-------- Source records
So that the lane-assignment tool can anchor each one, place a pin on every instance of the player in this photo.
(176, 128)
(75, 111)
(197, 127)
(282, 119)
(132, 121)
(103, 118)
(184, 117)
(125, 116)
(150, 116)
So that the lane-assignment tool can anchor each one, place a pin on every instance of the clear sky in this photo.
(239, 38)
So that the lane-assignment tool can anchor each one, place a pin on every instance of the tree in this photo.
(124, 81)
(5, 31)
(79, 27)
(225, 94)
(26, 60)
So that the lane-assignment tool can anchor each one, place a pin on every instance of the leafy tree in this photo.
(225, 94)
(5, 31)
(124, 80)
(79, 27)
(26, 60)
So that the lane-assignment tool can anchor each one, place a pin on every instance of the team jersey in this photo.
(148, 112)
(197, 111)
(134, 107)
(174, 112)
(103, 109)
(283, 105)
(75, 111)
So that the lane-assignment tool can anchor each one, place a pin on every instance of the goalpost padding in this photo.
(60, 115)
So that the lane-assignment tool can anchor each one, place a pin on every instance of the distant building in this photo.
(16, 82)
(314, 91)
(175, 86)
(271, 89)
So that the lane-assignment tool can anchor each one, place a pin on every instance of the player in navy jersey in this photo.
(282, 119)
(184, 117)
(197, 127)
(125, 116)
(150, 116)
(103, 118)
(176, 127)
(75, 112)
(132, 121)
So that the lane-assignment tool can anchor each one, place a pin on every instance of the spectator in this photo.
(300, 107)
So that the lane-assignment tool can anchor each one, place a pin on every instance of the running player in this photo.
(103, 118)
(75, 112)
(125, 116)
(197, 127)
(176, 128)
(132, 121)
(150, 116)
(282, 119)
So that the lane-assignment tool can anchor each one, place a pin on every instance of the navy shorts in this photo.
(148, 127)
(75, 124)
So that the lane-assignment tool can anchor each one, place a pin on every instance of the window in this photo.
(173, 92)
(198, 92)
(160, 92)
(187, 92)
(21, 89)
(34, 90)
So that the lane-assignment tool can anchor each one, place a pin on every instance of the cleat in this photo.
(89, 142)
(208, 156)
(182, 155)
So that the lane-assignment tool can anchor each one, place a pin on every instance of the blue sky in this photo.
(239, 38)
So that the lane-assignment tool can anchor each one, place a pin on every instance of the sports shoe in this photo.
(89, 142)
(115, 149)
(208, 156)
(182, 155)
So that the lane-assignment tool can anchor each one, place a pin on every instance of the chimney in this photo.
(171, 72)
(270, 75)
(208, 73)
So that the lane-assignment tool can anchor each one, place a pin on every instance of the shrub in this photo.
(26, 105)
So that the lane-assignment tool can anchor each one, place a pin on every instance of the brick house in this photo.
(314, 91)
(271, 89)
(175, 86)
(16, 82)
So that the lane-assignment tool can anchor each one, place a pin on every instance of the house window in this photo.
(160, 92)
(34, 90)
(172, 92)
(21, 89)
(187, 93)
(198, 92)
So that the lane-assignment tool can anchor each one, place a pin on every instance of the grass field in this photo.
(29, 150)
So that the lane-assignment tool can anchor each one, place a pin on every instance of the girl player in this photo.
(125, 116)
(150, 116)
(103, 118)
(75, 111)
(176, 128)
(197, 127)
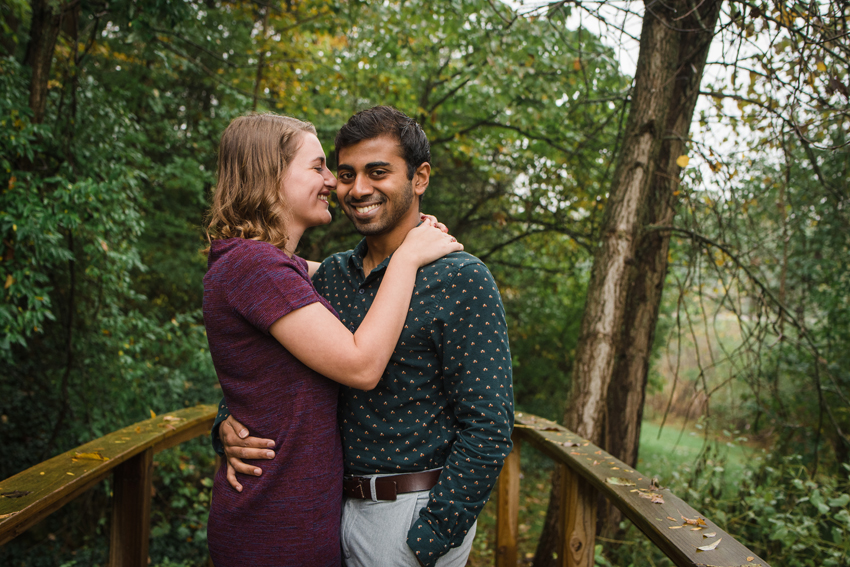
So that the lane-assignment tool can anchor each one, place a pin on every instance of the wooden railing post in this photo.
----------------
-------- Source records
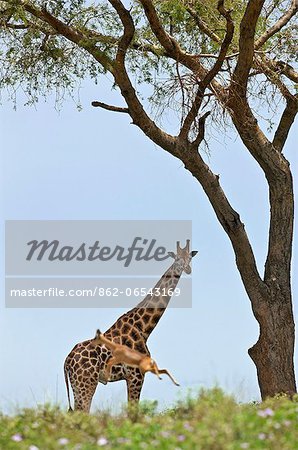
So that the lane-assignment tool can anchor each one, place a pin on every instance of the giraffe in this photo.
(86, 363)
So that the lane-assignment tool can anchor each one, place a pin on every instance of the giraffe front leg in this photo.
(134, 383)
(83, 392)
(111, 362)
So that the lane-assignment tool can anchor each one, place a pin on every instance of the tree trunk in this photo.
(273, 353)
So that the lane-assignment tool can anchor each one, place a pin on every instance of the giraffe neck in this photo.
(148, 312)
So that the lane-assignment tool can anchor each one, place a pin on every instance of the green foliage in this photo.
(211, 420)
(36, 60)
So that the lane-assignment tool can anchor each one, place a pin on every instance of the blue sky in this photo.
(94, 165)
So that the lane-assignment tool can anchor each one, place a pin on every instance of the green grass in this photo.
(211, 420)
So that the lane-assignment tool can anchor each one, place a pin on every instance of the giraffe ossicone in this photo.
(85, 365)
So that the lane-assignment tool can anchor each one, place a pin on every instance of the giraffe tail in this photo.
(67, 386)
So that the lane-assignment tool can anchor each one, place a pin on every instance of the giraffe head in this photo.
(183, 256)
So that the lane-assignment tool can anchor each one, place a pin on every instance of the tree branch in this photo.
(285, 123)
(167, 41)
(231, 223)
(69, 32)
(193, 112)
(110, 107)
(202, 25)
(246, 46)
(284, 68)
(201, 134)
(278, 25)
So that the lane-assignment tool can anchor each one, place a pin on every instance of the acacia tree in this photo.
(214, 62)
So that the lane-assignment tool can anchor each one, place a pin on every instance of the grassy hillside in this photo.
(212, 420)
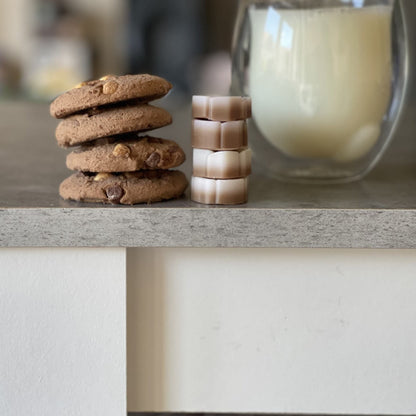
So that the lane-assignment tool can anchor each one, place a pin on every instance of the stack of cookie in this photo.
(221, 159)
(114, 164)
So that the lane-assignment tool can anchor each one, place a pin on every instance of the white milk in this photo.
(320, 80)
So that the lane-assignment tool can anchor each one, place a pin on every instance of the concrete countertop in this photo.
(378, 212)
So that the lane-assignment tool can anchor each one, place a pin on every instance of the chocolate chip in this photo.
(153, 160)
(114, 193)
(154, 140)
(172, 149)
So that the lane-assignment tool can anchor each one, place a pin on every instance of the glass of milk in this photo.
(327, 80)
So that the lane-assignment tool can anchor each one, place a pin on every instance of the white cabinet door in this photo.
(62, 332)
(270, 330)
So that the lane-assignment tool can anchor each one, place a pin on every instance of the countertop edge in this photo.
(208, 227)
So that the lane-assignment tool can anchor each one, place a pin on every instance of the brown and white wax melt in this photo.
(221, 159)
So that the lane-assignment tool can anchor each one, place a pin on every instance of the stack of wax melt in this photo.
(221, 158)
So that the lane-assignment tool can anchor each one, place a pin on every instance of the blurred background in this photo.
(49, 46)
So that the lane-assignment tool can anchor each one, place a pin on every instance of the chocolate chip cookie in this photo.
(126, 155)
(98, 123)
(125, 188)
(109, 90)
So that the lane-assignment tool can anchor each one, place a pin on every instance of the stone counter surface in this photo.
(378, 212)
----------------
* [Exercise brief]: Keep to the lines above from the line with "field in this photo." to the line with "post in this photo.", and set down exactly those, inclusive, with nothing else and every picture left out.

* [Solution to this exercise]:
So that the lane-assignment tool can anchor each one, place a pin on every instance of the grass field in this photo.
(29, 150)
So that the lane-assignment tool can anchor each one, place a pin on every instance of the girl player in this photo.
(125, 116)
(150, 116)
(103, 118)
(75, 111)
(176, 128)
(197, 127)
So that the lane-assignment tool can anchor each one, place a pin on every instance of the wooden railing post in this photo.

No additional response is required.